▶ Instruction A
In the racing forum thread, which wheel has the poster been using for two months?
▶ Instruction B
Retype the part of the racing forum thread that opens with the words containing "So i've come" and closes with "lol (never happen).".
▶ Instruction C
Continue the racing forum thread from the point where it stops.

▶ Source text
start

My driving: Pulling my hair out

So i've come from Xbox and Forza 2/3/and 4 (Forza 5 made me go Pc), i,m use to hot lapping, sometimes going over 100/150 laps to get a #1 on a track, so i know its not my dedication, I can tune a car to a point, but this game is driving me mad, 20/30 seconds outside the tuned setup i,m downloading, people wizzing past me online like i,m an old lady Sunday driver. Now after two months of using my new wheel (G27) i,m wondering is it the game setup i,ve got wrong ie wheel setting, FFB, logitec Profiler settings wrong or worse, that i,m just a small spec of rubbish in the bigger world of online pc racing.
 
Thanks for the help i,ll try those changes out tomorrow and watch some replys, my aim is to put Niki Đaković in 3rd place as he is sitting in 2nd right now lol (never happen).
Your qoute not to use break gamma at 1, what should it be on ?
Your joke is worse then my joke. :D
Look. I think I can help you. I'm sure all of your hardware is in check. Spiking brake pedal or something can't cost you 5 seconds a lap or whatever is the margin, so let me brake it down for you. If you are left wissing on the straights like a sunday driver surely you must be running too much areo. Let me make this real simple. Default setup by automatic means like a 2 sec gap. Half bad setup is around 1 sec and good setup is still half a second down. But still this would not explain half of the problems for you. So let's try again. Are you using the full width of the track. Is your line prosperous onto the straight. Does it tighten into twisty bits. This can easily cos you another second a lap.

end

▶ Recorded data
start

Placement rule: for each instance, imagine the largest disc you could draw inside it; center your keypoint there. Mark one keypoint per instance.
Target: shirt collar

end

▶ Task result A
The G27.

▶ Task result B
So i've come from Xbox and Forza 2/3/and 4 (Forza 5 made me go Pc), i,m use to hot lapping, sometimes going over 100/150 laps to get a #1 on a track, so i know its not my dedication, I can tune a car to a point, but this game is driving me mad, 20/30 seconds outside the tuned setup i,m downloading, people wizzing past me online like i,m an old lady Sunday driver. Now after two months of using my new wheel (G27) i,m wondering is it the game setup i,ve got wrong ie wheel setting, FFB, logitec Profiler settings wrong or worse, that i,m just a small spec of rubbish in the bigger world of online pc racing.
 
Thanks for the help i,ll try those changes out tomorrow and watch some replys, my aim is to put Niki Đaković in 3rd place as he is sitting in 2nd right now lol (never happen).

▶ Task result C
Lastly Afair in arcade they allow you to slide the car around a lot and make it fast. Simulation does not tolerate overdriving. Yea sure you will have to induce or catch a few slips and slides from the car, but these are only barely visible. Overdriving costs between one second and spin. Under driving from half a second to one and a half. So being smooth is not enough. This is why many of us state how connected we are with the road in this sim. U get a feeling of what's going on beneath on the road. So to rephrase it, give it some time to sink in, explore cos the depth just got a whole lot deeper, maybe ull get there to the bottom of the things.
 
1 question Tony, did u use a wheel or a controller in forza?

Last time when I tried forza 4 I was shocked how much hidden assists the controller had and it was faster than using a Wheel.


I started using a wheel at the end of forza 4 but that was a 360 wheel, but the wheel was only bought for F1 really and i just got use to using it on forza, most of the times was with a controller, but your right there was a lot of thing i could do with a controller that i could never do with a wheel.
 
Sorry to interrupt but i do think you should upload one of your "at least 5 seconds slower" video to let people more understand your actual problem.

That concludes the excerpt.